[Stored data entries]
***
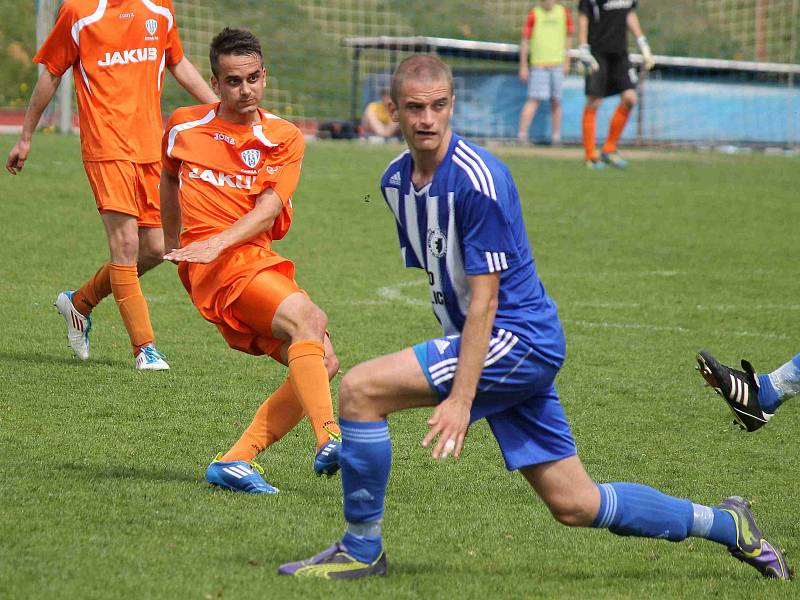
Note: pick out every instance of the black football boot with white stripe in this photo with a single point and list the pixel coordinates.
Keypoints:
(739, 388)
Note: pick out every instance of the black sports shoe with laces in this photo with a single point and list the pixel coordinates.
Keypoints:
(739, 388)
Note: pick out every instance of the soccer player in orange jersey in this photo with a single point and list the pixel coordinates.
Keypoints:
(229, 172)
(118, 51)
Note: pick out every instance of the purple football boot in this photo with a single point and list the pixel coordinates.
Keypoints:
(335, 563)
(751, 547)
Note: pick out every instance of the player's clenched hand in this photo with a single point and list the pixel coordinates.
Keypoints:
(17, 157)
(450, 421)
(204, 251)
***
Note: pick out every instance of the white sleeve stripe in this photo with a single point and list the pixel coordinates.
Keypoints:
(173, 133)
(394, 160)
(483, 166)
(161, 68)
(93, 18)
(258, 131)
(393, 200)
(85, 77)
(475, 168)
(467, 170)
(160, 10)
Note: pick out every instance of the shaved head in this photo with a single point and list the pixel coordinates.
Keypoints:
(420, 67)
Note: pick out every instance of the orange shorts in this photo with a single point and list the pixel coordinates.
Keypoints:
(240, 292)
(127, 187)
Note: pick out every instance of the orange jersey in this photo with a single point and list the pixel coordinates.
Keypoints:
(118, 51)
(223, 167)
***
_Assigned task_: Each line above that contains the string "black" counts once; give the number of such lines and nothing more.

_Task answer_: 2